**EXERCISE INPUTS:**
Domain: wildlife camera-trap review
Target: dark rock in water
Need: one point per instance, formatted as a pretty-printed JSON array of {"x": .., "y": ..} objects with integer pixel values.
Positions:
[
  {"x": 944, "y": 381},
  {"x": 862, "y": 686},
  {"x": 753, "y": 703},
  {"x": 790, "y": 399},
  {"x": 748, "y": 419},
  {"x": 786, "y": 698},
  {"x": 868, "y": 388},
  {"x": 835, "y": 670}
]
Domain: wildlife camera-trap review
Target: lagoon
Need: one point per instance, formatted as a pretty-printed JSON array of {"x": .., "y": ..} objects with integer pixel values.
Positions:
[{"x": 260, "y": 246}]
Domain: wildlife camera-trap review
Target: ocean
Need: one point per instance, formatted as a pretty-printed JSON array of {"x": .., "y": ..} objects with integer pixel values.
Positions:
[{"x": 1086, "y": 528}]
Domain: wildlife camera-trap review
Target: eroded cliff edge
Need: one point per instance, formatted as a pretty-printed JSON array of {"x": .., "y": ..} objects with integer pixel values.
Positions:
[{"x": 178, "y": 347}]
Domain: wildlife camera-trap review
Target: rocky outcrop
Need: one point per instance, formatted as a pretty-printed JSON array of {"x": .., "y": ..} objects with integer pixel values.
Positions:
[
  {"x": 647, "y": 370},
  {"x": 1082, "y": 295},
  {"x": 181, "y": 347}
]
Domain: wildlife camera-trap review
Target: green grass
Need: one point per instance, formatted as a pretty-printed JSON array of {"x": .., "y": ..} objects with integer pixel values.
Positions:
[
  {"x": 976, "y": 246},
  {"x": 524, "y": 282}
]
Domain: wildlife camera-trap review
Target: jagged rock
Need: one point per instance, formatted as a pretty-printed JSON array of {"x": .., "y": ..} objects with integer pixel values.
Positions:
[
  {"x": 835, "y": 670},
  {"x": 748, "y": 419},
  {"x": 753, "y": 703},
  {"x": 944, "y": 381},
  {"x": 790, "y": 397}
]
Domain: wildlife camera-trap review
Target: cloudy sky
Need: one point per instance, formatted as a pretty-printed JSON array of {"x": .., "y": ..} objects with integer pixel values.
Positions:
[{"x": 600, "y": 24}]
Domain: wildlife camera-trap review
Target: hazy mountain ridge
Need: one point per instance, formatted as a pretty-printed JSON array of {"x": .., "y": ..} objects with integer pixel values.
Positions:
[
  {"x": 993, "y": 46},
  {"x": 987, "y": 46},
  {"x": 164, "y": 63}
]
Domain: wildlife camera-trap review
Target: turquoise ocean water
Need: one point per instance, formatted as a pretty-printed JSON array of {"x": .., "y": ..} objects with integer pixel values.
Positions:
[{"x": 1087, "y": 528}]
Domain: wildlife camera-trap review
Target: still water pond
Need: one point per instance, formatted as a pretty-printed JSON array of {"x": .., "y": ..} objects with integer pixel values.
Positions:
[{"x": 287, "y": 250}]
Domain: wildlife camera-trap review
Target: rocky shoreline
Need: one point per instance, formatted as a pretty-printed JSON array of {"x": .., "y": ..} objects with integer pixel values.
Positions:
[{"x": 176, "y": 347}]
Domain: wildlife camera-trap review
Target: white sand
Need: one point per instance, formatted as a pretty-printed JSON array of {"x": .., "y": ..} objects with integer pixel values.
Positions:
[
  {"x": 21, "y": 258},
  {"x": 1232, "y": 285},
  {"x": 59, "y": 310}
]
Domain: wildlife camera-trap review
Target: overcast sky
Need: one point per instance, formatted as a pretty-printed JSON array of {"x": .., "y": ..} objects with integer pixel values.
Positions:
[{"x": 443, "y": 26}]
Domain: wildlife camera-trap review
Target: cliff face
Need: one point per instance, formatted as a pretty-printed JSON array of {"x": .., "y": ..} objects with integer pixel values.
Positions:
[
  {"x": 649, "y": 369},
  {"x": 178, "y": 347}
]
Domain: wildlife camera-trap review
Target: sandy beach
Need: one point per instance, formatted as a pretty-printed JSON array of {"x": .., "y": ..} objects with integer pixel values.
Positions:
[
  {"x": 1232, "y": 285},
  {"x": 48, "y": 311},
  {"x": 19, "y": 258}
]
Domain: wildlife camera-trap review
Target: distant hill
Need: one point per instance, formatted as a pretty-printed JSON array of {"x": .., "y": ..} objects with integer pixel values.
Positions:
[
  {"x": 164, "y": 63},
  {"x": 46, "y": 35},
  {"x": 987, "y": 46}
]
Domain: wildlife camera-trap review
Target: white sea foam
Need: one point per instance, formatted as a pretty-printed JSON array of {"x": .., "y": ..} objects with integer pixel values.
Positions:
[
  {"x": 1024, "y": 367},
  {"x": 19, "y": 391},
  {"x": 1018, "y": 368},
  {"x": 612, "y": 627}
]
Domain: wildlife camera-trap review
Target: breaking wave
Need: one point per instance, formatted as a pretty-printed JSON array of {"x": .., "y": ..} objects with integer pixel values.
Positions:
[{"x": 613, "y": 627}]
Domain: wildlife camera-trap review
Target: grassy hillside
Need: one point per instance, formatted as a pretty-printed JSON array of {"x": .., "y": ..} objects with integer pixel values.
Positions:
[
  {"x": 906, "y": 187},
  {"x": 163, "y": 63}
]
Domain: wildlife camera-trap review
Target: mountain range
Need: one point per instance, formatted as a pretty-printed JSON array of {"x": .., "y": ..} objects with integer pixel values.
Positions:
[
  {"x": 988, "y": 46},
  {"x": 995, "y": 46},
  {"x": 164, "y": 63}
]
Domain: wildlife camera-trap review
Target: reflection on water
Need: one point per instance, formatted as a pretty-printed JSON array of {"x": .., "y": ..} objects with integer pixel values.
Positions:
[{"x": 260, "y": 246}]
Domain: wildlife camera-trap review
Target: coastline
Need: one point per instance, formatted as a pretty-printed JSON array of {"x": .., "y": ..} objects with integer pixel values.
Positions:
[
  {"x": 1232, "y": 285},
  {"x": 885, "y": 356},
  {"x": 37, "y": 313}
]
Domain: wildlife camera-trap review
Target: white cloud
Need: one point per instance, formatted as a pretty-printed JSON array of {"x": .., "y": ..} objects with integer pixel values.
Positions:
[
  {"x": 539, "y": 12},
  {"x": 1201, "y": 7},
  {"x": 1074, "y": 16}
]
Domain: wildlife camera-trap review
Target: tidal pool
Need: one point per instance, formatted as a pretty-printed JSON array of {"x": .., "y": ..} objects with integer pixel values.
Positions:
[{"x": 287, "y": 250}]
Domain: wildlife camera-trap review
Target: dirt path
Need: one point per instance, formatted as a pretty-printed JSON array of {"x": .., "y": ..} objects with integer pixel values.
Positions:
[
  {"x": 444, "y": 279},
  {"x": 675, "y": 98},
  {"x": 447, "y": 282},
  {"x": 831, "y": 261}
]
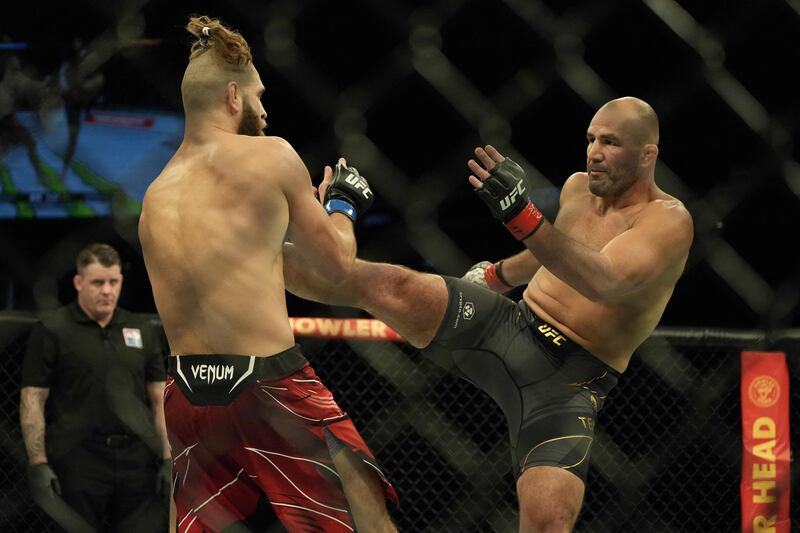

**PROBLEM TO SOLVE:**
Transcribe the whole listing exactly but exclude images.

**WORKED SOLUTION:**
Domain: wildlife camera-trap review
Target: dark rock in water
Need: one point per instance, formatted as a pretty-printed JSON array of {"x": .., "y": ..} objects with integer pixel values.
Positions:
[
  {"x": 944, "y": 381},
  {"x": 862, "y": 686},
  {"x": 753, "y": 703},
  {"x": 790, "y": 399},
  {"x": 748, "y": 419},
  {"x": 786, "y": 698},
  {"x": 868, "y": 388},
  {"x": 835, "y": 670}
]
Domain: wildlife camera-trap review
Target: lagoon
Need: one point per instance, formatted as a pretty-printed JSON array of {"x": .., "y": ..} objects with integer pixel values.
Positions:
[{"x": 260, "y": 246}]
Domain: wildlife camera-trap review
Target: ocean
Need: one point per instance, formatted as a pretty-printed JSON array of {"x": .., "y": ..} objects with integer pixel values.
Positions:
[{"x": 1086, "y": 528}]
Domain: wildlife camera-trap review
Target: eroded cliff edge
Need: one point per instance, formatted as a pretty-printed JSON array of {"x": .., "y": ..} objects with integer pixel values.
Positions:
[{"x": 178, "y": 347}]
Domain: wildlife camera-trap review
Target: rocky outcrop
Need: one point per instance, formatted as a pretty-printed JSON array of {"x": .., "y": ..} objects with integer pixel values.
Positions:
[
  {"x": 647, "y": 370},
  {"x": 1082, "y": 295},
  {"x": 181, "y": 347}
]
Domain: wildlife camera-trap review
Target: green grass
Need: one point per instance, formatted as a pretty-printed JSON array of {"x": .., "y": ..} objects with integer pixel values.
Positions:
[
  {"x": 976, "y": 246},
  {"x": 524, "y": 282}
]
Domain: wildlife camera-trap review
Target: jagged rock
Need: one point per instance, formatted as a pretty-printed JSON array of {"x": .., "y": ..} objects with integer pixel values.
Positions:
[
  {"x": 835, "y": 670},
  {"x": 748, "y": 419},
  {"x": 753, "y": 703},
  {"x": 944, "y": 381},
  {"x": 790, "y": 397}
]
Domain: wildlife camera-trap review
Target: cloudy sky
Need: one point per instance, formatted as a pretty-printed JSON array of {"x": .., "y": ..} objects with integer pixel values.
Positions:
[{"x": 600, "y": 24}]
Domain: wildlife camera-trap review
Target: hazy mountain ridge
Need: one point per instance, formatted as a pretty-printed JSON array of {"x": .., "y": ..} objects with integer pixel values.
Positions:
[
  {"x": 993, "y": 46},
  {"x": 987, "y": 46},
  {"x": 164, "y": 63}
]
Domain: wildlife camera-trap review
Target: turquoise ocean water
Need: one point per instance, formatted as a pretty-printed JSON array of {"x": .., "y": ..} objects with integer pixel values.
Positions:
[{"x": 1087, "y": 528}]
Domain: wildlife camera-trap review
Target: still water pond
Need: one point per instance, formatted as a pretty-printed JSON array of {"x": .., "y": ..} objects with integer pixel values.
Positions:
[{"x": 287, "y": 250}]
Domain: wildlife camera-trap review
Target: rocky shoreline
Need: one point per instance, formatted as a pretty-printed JSON array of {"x": .., "y": ..} objects with integer pixel values.
Positions:
[{"x": 176, "y": 347}]
Domain: wildlife camera-trap review
Target: white sand
Need: one point per instance, formatted as a pretty-printed JSON array of {"x": .., "y": ..} objects with integer pixel values.
Positions:
[
  {"x": 21, "y": 258},
  {"x": 1232, "y": 285},
  {"x": 59, "y": 310}
]
Domain: wildlife camera-trap review
Target: overcast sky
Need: one point per instance, formatted as a pretty-printed JSON array of {"x": .., "y": ..} objects with integer pixel values.
Positions:
[{"x": 443, "y": 26}]
Domain: wildlife camera-trap review
Target: cliff face
Need: one point per instance, formatted as a pretty-printed JSON array of {"x": .., "y": ..} objects with integer pixel values.
Positions:
[
  {"x": 649, "y": 369},
  {"x": 178, "y": 347}
]
Domain: wildlife camera-trap review
Target: sandy beach
Need: one point per instance, formatted as a pretty-printed JSON array of {"x": .., "y": ..} objects with integer pixel values.
Positions:
[
  {"x": 1232, "y": 285},
  {"x": 48, "y": 311},
  {"x": 19, "y": 258}
]
Domain: wildlife camera-trap review
Target: distant hill
Need: one point per instance, formatted as a pretty-printed JSON array of {"x": .., "y": ..} objects with integer pixel values.
Positions:
[
  {"x": 164, "y": 63},
  {"x": 46, "y": 35},
  {"x": 987, "y": 46}
]
Domain: wildlife camera-trap review
Target: white sea foam
Need: one point per instance, formatted as a pretty-printed JSON array of {"x": .., "y": ..} objects with integer pixel values.
Positions:
[
  {"x": 1024, "y": 367},
  {"x": 19, "y": 391},
  {"x": 1018, "y": 368},
  {"x": 612, "y": 627}
]
Domain: wildlife camera-trap review
Target: breaking wave
Need: one point per instance, formatted as a pretty-printed JSON array of {"x": .., "y": ..} objects with integer pixel values.
Positions:
[{"x": 613, "y": 627}]
Domain: wildlife camera-trap review
Target: grassy hillside
Need: one point per instance, formatted as a pretty-printed JSON array of {"x": .., "y": ..} objects with integer pixel values.
Positions:
[
  {"x": 906, "y": 187},
  {"x": 163, "y": 63}
]
Domain: wildlife camera-trap review
Target: mountain range
Need: one point per instance, formatted as a pretty-printed JSON array of {"x": .., "y": ..} objects with integer pixel values.
Positions:
[
  {"x": 988, "y": 46},
  {"x": 995, "y": 46},
  {"x": 164, "y": 63}
]
Domain: wildlife camera-trap review
Target: reflection on water
Need: one point per instance, formatted as a pretty-printed JSON array of {"x": .., "y": ..} objects with integer pixel values.
Positions:
[{"x": 260, "y": 246}]
Domain: wildlife camera-trap review
Target: coastline
Need: one point per instance, formatted as a pretty-printed JSON array of {"x": .., "y": ..} objects with integer pixel values.
Positions:
[
  {"x": 1232, "y": 285},
  {"x": 885, "y": 356},
  {"x": 37, "y": 313}
]
Domain: wildlife camera-trap review
Target: white cloud
Need: one point per instance, formatted as a pretty-printed JSON array of {"x": .., "y": ..} objects with integer pixel values.
Positions:
[
  {"x": 539, "y": 12},
  {"x": 1201, "y": 7},
  {"x": 1074, "y": 16}
]
Domain: wildlife camera-trap review
Target: tidal pool
Need: one point per instance, formatted as a pretty-printed JSON array of {"x": .., "y": ..} objects with integer pixel values.
Positions:
[{"x": 287, "y": 250}]
Domain: wildlife camera-trap review
Target: dirt path
Need: one point per instance, formatted as a pretty-printed JSON array of {"x": .., "y": ..} objects with integer pixel values.
Positions:
[
  {"x": 444, "y": 279},
  {"x": 675, "y": 98},
  {"x": 447, "y": 282},
  {"x": 831, "y": 261}
]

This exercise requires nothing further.